Problem set:
A - Retype the stretch of the passage on adult consent from "A vulnerable adult" through "Consultation Paper, 2005).".
B - For each statement, say yes or no according to the passage on adult consent, and quote the words that decide it: (i) Ireland has 25,416 people with an intellectual disability; (ii) the woman in In re a Ward of Court (No. 2) had been in a persistent vegetative state for fewer than ten years; (iii) most people over 65 are mentally ill.

Reading passage:
____

A vulnerable adult may be able to consent to a minor procedure such as dental examination but not to a procedure with more wide ranging connotations such a general anaesthesia for a dental clearance. In the legal context, capacity is a threshold requirement for persons to have the ability to make decisions concerning their own welfare. Autonomy and self-determination are the pivotal keystones upon which human independence is based, and a finding that an adult lacks capacity results in the restriction or complete loss of basic human rights (Law Reform Commission Consultation Paper, 2005).

In re a Ward of Court (No. 2), which was a Supreme Court case concerning the withdrawal of feeding from a woman who had been in a persistent vegetative state (PVS) for more than 20 years following complications during a gynaecological operation, Hamilton CJ stated: ‘The loss by an individual of his or her mental capacity does not result in any diminution of his or her personal rights recognised by the Constitution, including the right to life, the right to bodily integrity, the right to privacy, including self determination, and the right to refuse medical care or treatment. The ward is entitled to have all these rights respected, defended, vindicated and protected from unjust attack and they are in no way lessened or diminished by reason of her incapacity’.

There has been an increased interest in the concept of consent in relation to the vulnerable adult in Ireland. The question of who, if anybody, has the legal authority to consent on behalf of another person over the age of 18 years has been debated, particularly in the fields of medicine and dentistry.

The number of patients with some degree of mental disability seeking care from the community or general dental services is rising (Bridgman AM et al, 2000). There are 25,416 people in Ireland with an intellectual disability, including 7,730 in residential care (Crowley E et al, 2003). Senior citizens constitute a significant portion of the population and although the majority of over 65s are not mentally ill, depression and dementia are of significant concern.

This article will address consent, focusing on consent in relation to an adult with limited powers of decision-making, and discuss recent recommendations by The Law Reform Commission in this area.

Assessment of capacity

The merit of a patient’s agreement to treatment is that it recognises his or her entitlement to make his or her own decision (Bridgman AM et al, 2000). For a person’s consent to be valid, he or she must be:

• Capable of taking that particular decision (competent)

• Taking the decision in a voluntary capacity

• Provided with the necessary information to enable them to make the decision (informed consent) (Department of Health, 2001).

____

Information given:
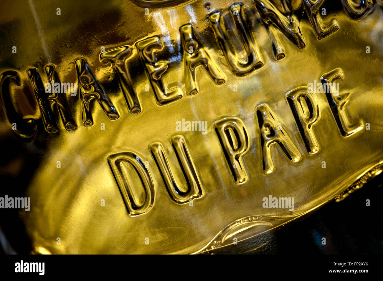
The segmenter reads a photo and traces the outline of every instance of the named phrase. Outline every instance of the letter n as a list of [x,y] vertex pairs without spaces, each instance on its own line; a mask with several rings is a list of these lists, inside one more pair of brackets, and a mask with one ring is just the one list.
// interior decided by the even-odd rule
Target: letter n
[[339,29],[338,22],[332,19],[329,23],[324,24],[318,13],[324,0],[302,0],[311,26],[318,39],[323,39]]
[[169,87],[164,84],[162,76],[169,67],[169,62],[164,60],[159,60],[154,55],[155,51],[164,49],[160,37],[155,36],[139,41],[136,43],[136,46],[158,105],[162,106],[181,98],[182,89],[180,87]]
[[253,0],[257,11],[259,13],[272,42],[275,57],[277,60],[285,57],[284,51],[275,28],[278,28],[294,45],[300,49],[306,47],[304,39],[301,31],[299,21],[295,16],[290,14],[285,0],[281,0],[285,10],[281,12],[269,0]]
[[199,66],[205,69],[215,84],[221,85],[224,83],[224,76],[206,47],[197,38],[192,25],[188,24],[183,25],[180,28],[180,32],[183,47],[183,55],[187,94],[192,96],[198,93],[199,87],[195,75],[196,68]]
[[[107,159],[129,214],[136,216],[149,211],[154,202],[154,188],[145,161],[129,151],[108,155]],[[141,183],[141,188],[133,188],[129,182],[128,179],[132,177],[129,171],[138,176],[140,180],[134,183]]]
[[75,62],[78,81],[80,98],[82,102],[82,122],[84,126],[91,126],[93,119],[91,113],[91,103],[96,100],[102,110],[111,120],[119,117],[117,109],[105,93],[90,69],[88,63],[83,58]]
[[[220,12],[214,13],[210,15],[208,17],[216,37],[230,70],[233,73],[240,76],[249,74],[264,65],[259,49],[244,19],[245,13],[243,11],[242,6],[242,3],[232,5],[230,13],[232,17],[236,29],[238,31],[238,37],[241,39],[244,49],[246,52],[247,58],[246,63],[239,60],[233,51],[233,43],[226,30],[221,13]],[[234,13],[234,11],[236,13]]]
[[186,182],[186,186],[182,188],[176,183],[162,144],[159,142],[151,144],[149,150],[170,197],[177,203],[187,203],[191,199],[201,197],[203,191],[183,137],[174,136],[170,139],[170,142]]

____

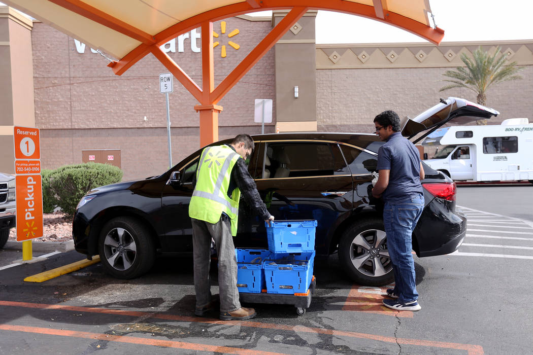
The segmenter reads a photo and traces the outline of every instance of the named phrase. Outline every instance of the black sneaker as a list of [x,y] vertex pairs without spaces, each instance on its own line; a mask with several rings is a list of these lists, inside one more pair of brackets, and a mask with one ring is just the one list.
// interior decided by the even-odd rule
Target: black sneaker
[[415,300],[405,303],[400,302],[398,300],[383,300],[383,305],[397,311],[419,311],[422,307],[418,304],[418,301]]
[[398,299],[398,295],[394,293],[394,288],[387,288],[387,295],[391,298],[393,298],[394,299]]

____

Replies:
A -
A vulnerable adult may be able to consent to a minor procedure such as dental examination but not to a procedure with more wide ranging connotations such a general anaesthesia for a dental clearance. In the legal context, capacity is a threshold requirement for persons to have the ability to make decisions concerning their own welfare. Autonomy and self-determination are the pivotal keystones upon which human independence is based, and a finding that an adult lacks capacity results in the restriction or complete loss of basic human rights (Law Reform Commission Consultation Paper, 2005).

B -
(i) Yes: "There are 25,416 people in Ireland with an intellectual disability"
(ii) No: "in a persistent vegetative state (PVS) for more than 20 years"
(iii) No: "the majority of over 65s are not mentally ill"